→ **VORLIEGENDER TEXT**:
+ + + + +

Schattenblick →INFOPOOL →POLITIK → UNO

MELDUNG/116: US-Lauschangriff könnte Fall für den UN-Sicherheitsrat werden (IPS)


IPS-Inter Press Service Deutschland GmbH
IPS-Tagesdienst vom 28. Oktober 2013

UN: US-Lauschangriff könnte Fall für den Sicherheitsrat werden

von Thalif Deen


Bild: © UN/Milton Grant

Für viele ist der Lauschangriff auf die UN eine logische Auswirkung des weltweiten NSA-Spionageprogramms
Bild: © UN/Milton Grant

New York, 28. Oktober (IPS) - Im Vorfeld der verheerenden US-Invasion im Irak im März 2003 hatte der britische Geheimdienst das Büro des damaligen UN-Generalsekretärs Kofi Annan verwanzt. Als Clare Short, die frühere britische Entwicklungshilfeministerin, den UN-Chef über den Vorgang unterrichtete, kannte Annans Empörung keine Grenzen.

Und während sie selbst mit Annan auf der 38. Etage des UN-Sekretariatsgebäude in New York sprach, dachte sie: "Oh Gott, es wird ein Transkript von all dem hier geben, und Menschen werden wissen, was ich gesagt habe." So äußerte sie sich später gegenüber dem britischen Sender BBC.

Fast zehn Jahre später stehen nicht Großbritannien, sondern die USA am Pranger. James A. Paul zufolge, der sich seit 19 Jahren als Exekutivdirektor des 'Global Policy Forum' mit Sitz in New York mit der US-Politik kritisch auseinandersetzt, ist der elektronische Lauschangriff auf die UN die logische Konsequenz, die sich aus dem weltweiten Spionageprogramm des US-Geheimdienstes NSA ergibt.

Dass die Existenz eines solchen Programms überhaupt publik wurde, ist dem US-Whistleblower Edward Snowden zu verdanken, der als ehemaliger Mitarbeiter einer NSA-Beratungsfirma die Machenschaften aufdeckte und derzeit im russischen Exil lebt.

"Die von ihm verbreiteten Aufzeichnungen dokumentieren die Lauschangriffe und die Tatsache, dass es den NSA-Technikern gelungen ist, den verschlüsselten UN-Datenverkehr zu knacken und sich somit den Zugriff zu allen UN-Videotelekonferenzen zu verschaffen sowie auf äußerst aggressive Weise hochrangige UN- und US-Diplomaten überwacht zu haben", sagte er im IPS-Gespräch. Doch seiner Meinung nach dürfte die Erkenntnis, dass 35 Staatschefs wie Kanzlerin Angela Merkel ausspioniert und in Frankreich rund 70 Millionen Telefonanrufe mitgeschnitten wurden, nicht überraschen.

+ + + + +

→ **ZU ERLEDIGENDE AUFGABEN**:
1) Wem ist es laut der Meldung zum US-Lauschangriff zu verdanken, dass das weltweite Spionageprogramm der NSA überhaupt publik wurde, und wie kam es dazu? Antworten Sie in ein bis drei Sätzen.
2) Auf welcher Etage des UN-Sekretariatsgebäudes in New York sprach Clare Short laut der Meldung zum US-Lauschangriff mit Kofi Annan?
3) Setzen Sie die Meldung zum US-Lauschangriff im Anschluss an ihren letzten Satz fort.
Die Einträge werden hierfür nicht benötigt.

→ **AUSZÜGE AUS DATENSATZ**:
+ + + + +

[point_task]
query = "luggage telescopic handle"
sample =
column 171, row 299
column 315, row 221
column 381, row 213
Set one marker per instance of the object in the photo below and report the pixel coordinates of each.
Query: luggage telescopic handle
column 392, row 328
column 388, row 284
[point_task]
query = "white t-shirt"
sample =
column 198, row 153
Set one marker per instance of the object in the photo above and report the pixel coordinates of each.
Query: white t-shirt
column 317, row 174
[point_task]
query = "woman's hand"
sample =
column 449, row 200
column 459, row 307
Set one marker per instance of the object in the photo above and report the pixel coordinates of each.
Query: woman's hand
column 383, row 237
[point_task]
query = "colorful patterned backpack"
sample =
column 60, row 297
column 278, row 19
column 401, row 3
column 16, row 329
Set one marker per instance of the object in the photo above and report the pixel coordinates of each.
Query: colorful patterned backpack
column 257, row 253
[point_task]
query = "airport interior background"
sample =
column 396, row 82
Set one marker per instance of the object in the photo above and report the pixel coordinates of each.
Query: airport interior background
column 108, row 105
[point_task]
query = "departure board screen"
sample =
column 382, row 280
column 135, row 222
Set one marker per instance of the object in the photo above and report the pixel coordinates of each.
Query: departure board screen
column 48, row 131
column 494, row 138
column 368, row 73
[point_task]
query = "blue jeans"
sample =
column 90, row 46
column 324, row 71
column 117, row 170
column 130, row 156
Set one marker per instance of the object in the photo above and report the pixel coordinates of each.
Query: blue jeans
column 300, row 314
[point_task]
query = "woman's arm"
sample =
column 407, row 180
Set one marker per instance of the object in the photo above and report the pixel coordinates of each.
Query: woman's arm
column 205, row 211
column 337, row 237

+ + + + +

→ **GEGEBENE ANTWORTEN**:
1) Das Programm wurde durch den US-Whistleblower Edward Snowden bekannt. Als ehemaliger Mitarbeiter einer NSA-Beratungsfirma deckte er die Machenschaften auf.

2) Auf der 38. Etage.

3)
USA verantwortungsloses Handeln als UN-Gastland vorgeworfen

"Die UN haben erklärt, dass der Lauschangriff auf die Weltorganisation gegen internationales Recht verstößt und unvereinbar ist mit der besonderen Verantwortung, die den USA als Gastland des UN-Generalsekretariats zukommt", betonte er. "Doch diese Einwände werden bisher systematisch und schamlos missachtet", erklärte er.

Im September hatte die brasilianische Staatspräsidentin Dilma Roussef die USA öffentlich dafür gegeißelt, in das brasilianische Kommunikationsnetzwerk eingedrungen zu sein, Telefonanrufe abgefangen und auch die brasilianische Mission der Vereinten Nationen bespitzelt zu haben.

Während westeuropäische Politiker am 24. Oktober in Frankreich, Deutschland, Italien, Brasilien und Mexiko ihrer Empörung über den bisher größten Abhörskandal der Weltgeschichte Luft machten, hielt sich die UN mit Kommentaren weitgehend zurück. Auf die Frage, welchen Standpunkt denn die Vereinten Nationen in dieser Sache vertreten, erklärte UN-Sprecher Martin Nesirky am 25. Oktober: "Hier geht es um bilaterale Fragen, die einzelne Mitgliedstaaten betreffen."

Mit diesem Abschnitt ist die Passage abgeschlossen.